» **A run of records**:
--- begin ---

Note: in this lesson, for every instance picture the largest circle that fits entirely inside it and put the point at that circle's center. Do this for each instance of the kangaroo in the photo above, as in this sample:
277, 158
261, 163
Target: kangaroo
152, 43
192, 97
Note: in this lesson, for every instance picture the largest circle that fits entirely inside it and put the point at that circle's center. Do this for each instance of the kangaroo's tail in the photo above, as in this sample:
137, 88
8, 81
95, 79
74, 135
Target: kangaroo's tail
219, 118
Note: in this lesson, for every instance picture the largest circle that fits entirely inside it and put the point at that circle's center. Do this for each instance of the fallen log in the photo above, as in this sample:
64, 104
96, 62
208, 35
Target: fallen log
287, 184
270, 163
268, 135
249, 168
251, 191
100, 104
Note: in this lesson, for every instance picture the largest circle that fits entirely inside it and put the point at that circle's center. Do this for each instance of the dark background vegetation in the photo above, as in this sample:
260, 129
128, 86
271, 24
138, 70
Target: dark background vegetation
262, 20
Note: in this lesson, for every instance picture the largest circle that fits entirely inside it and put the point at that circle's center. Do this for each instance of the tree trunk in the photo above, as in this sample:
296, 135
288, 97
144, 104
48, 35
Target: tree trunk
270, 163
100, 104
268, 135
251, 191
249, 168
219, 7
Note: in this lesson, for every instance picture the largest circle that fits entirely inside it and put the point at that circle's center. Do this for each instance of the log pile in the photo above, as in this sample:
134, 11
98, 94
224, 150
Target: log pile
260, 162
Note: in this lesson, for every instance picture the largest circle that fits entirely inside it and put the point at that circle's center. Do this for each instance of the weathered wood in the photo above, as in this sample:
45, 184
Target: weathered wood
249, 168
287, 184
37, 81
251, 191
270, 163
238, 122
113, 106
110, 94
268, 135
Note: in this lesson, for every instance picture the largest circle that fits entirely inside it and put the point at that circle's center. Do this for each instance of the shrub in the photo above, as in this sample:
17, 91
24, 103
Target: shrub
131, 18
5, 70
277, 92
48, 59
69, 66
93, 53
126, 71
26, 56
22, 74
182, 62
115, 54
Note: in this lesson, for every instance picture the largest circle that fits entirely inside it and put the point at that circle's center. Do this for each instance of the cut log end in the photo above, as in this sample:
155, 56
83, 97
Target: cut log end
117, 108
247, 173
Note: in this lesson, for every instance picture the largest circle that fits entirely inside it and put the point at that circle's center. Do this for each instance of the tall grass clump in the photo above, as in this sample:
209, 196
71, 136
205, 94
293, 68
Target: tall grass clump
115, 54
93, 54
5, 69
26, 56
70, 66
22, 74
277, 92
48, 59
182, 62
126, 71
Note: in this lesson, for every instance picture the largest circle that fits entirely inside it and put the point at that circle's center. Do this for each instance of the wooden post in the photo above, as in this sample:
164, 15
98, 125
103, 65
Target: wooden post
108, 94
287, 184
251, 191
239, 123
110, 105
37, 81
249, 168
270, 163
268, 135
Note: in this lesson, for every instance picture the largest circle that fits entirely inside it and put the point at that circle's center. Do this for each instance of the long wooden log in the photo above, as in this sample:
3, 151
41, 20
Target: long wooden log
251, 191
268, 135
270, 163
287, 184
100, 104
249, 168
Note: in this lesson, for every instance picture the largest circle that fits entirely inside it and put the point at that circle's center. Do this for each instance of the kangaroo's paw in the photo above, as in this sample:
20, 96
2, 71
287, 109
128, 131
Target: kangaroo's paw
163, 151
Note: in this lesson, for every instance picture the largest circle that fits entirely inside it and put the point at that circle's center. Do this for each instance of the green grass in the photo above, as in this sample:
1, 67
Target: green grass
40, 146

--- end ---

» **WRITTEN REQUEST**:
Repeat the data precisely, line by line.

» **REPLY TO THE TASK**:
Note: in this lesson, for every instance picture the largest circle that fits entirely inside it and put the point at that circle's center. Do this for each instance of the kangaroo in the photo above, as in this sample:
277, 158
261, 163
Target: kangaroo
152, 43
192, 97
Note: in this lesson, for every instance picture the largest circle that fits entirely inside it and put the point at that circle's center. Do this for each instance of the kangaroo's tail in the photo above, as in this sample:
137, 88
8, 81
95, 79
74, 135
Target: kangaroo's tail
219, 118
Note: in this lesson, for every instance picture the largest circle that fits entirely inside it and put the point at that circle's center. Do this for each instance of the fallen log in the photo above, as in this sample:
64, 104
96, 62
208, 35
Target: fallen log
287, 184
270, 163
268, 135
249, 168
251, 191
100, 104
Note: in this lesson, for every instance picture the largest circle that fits entirely inside it and put the point at that circle's center. Do this for each instance of the dark background vegetation in the photo above, as in this sample:
260, 129
128, 86
271, 24
138, 70
Target: dark background vegetation
262, 20
Note: in this lesson, for every instance picture the largest circle that fits entirely inside it and put the point at that circle's center. Do this for each instance of the tree trunk in the photo above, as in this sample:
296, 135
288, 97
144, 104
48, 35
Target: tree trunk
270, 163
100, 104
268, 135
251, 191
249, 168
219, 7
Note: in this lesson, for every instance picture the largest circle that fits entirely inside it and put the point at that circle's center. Do this for each instance of the log pile in the photo above, as in this sample:
134, 11
98, 94
224, 150
Target: log pile
260, 162
Note: in this lesson, for every instance picture the largest circle that fits entirely inside it and put the point at that circle's center. Do this for each instance of the weathered wood in the photo above, as in this sample:
45, 184
Target: weathered wood
249, 168
287, 184
37, 81
251, 191
270, 163
238, 122
113, 106
110, 94
268, 135
Note: in this lesson, for every instance picture the largest circle that fits entirely inside it and put the point at that circle's center. Do this for each instance of the shrub in the photo above, as in this sample:
17, 91
24, 103
Target: shrub
131, 18
5, 70
277, 92
48, 59
69, 66
93, 53
126, 71
26, 56
22, 74
182, 62
115, 54
Note: in this lesson, for every instance picture the largest circle that fits entirely inside it and put the point at that circle's center. Do this for each instance of the cut log end in the photo above, as in this sample:
155, 56
83, 97
Target: cut log end
117, 108
247, 173
Note: in this lesson, for every instance picture the largest circle that fits entirely inside it and put the point at that circle's center. Do this for each instance of the tall grass clump in the photo above, as in this sample:
209, 196
71, 136
205, 94
293, 68
Target: tall grass clump
115, 54
93, 54
5, 69
26, 56
70, 66
22, 74
277, 92
48, 59
182, 62
126, 71
Note: in this lesson, for every instance picture the largest circle that fits entirely inside it and put the point at that circle's center. Do this for each instance of the wooden post in the photo above, as in this sample:
164, 15
98, 125
103, 65
Target: wooden post
108, 94
287, 184
251, 191
239, 123
110, 105
37, 81
249, 168
270, 163
268, 135
Note: in this lesson, for every instance picture the largest circle that fits entirely inside it and put the point at that circle's center. Do this for each instance of the long wooden log in the photo above, as in this sample:
3, 151
41, 20
Target: long wooden log
251, 191
268, 135
270, 163
287, 184
100, 104
249, 168
Note: in this lesson, for every instance picture the largest circle that fits entirely inside it and put the point at that circle's center. Do this for each instance of the kangaroo's paw in the photo above, as in this sample:
20, 96
2, 71
287, 109
128, 131
Target: kangaroo's paw
163, 151
Note: in this lesson, for every instance picture the largest circle that fits entirely inside it and put the point at that circle's center. Do this for each instance of the green grass in the photo above, as in this sample:
1, 67
Target: green grass
40, 146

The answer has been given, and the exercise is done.